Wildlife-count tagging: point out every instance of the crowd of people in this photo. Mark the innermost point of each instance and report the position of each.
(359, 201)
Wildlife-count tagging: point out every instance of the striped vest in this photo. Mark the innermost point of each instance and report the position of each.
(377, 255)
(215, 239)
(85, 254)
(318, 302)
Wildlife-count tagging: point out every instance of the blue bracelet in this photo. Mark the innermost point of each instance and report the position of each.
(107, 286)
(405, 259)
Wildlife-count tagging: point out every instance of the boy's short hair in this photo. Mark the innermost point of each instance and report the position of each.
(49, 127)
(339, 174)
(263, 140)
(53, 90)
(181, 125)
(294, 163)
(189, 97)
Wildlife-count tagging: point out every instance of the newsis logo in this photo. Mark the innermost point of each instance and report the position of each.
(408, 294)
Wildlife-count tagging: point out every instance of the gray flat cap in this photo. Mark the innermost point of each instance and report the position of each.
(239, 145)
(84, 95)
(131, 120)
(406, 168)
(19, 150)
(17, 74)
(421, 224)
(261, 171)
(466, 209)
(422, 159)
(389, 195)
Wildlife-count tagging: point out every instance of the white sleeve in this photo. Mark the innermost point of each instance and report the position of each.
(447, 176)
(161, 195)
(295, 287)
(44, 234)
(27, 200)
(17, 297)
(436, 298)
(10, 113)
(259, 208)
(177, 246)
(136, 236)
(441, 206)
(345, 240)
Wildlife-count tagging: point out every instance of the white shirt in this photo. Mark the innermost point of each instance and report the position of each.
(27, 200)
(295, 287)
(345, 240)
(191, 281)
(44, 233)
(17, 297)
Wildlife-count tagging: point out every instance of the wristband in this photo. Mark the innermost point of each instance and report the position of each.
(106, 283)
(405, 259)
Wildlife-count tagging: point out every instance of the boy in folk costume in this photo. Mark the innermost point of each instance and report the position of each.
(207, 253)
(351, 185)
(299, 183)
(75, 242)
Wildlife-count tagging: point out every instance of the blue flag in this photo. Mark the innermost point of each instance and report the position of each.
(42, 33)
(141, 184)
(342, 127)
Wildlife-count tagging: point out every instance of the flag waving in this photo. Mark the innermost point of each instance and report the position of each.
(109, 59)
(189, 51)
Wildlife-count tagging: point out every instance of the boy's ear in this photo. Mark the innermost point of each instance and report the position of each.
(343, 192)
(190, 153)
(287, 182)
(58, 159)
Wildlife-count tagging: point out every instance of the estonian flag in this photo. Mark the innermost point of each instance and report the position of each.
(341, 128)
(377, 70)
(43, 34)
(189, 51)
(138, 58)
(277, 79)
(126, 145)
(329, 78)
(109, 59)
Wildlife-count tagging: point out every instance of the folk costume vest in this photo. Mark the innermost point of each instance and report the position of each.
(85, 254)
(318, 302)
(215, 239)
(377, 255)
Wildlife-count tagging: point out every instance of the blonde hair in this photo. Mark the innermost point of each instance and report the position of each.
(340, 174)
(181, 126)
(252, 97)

Prompt :: Retype all the material exactly as shown.

Reply ::
Wildlife-count tagging: point out every instance of the crowd of people in this photo. Mark the innermost point of each instance and report the position of each.
(359, 201)
Wildlife-count tagging: point out every instance of the striped vest in this photo. Mark the innermost point of each instance and report the position of each.
(377, 255)
(215, 239)
(85, 254)
(318, 302)
Wildlife-count tagging: point out every instance of the blue bracelet in this photo. Mark the innermost point of each instance and report the position of each.
(107, 286)
(405, 259)
Wildlife-count tagging: point out every instance of the boy's short hair in this photo. Mark the innermost point of each instance and report the position of each.
(49, 127)
(339, 174)
(263, 140)
(53, 90)
(181, 125)
(294, 163)
(189, 97)
Wildlife-count tagging: point out every instance of the newsis logo in this photo. Mark the innermost point of each instance and report the position of each.
(408, 294)
Wildlife-count tagging: point out every instance of the gray flat cap in this photo. Mark the innermost point of each instance and report the position of each.
(239, 145)
(84, 95)
(131, 120)
(406, 168)
(19, 150)
(17, 74)
(421, 224)
(261, 171)
(466, 209)
(422, 159)
(389, 195)
Wildlife-count tagging: point out every instance of the white sleeve in this photo. Mark the innermost point of each instance and report the position of each.
(447, 176)
(161, 195)
(295, 287)
(44, 234)
(27, 200)
(17, 297)
(436, 298)
(10, 113)
(259, 208)
(177, 246)
(136, 236)
(441, 206)
(345, 240)
Wildlife-count tagging: point out every instance of the white shirt in this photo. Mark the innermost point of each instance and report the position of each.
(27, 200)
(295, 287)
(345, 240)
(191, 281)
(44, 233)
(17, 297)
Wildlife-count tagging: point out every instance of the wristband in this photo. Mark the innermost point of each instance and report the position of each.
(106, 283)
(405, 259)
Wildlife-count tagging: point out every instance of the boy in folk costume in this photo. Mark the innermost point of each instance and report the position of each.
(207, 253)
(351, 185)
(299, 183)
(75, 242)
Wildlife-count tagging: point out every instance of the blue flag in this photo. Mark the innermost point of each instance and report the position of each.
(42, 33)
(141, 184)
(342, 127)
Wildlife-count tagging: point out every instance of the flag waving in this photo. Mark the innermost point of each instance and report the position of each.
(109, 59)
(189, 51)
Wildlife-count tagging: point out every instance of the boy's ear in this photo. Mark the innermost point of each instance and report the position of each.
(343, 192)
(190, 153)
(287, 182)
(58, 159)
Wildlife-count tagging: point out every instance of the estonian flag in this photo. Mark the innermost point of each instance and report the position of each.
(341, 128)
(377, 70)
(43, 34)
(189, 51)
(138, 58)
(277, 79)
(126, 145)
(329, 78)
(109, 59)
Wildlife-count tagging: point out every instance of the folk costume vest in this photo. Mark the innermost point of each instance and report the position of each.
(85, 254)
(318, 302)
(215, 239)
(377, 255)
Wildlife-count tagging: point out every instance of the blonde hair in this photo. Mark the innermost point of each instance and report the position of each.
(340, 174)
(181, 126)
(252, 97)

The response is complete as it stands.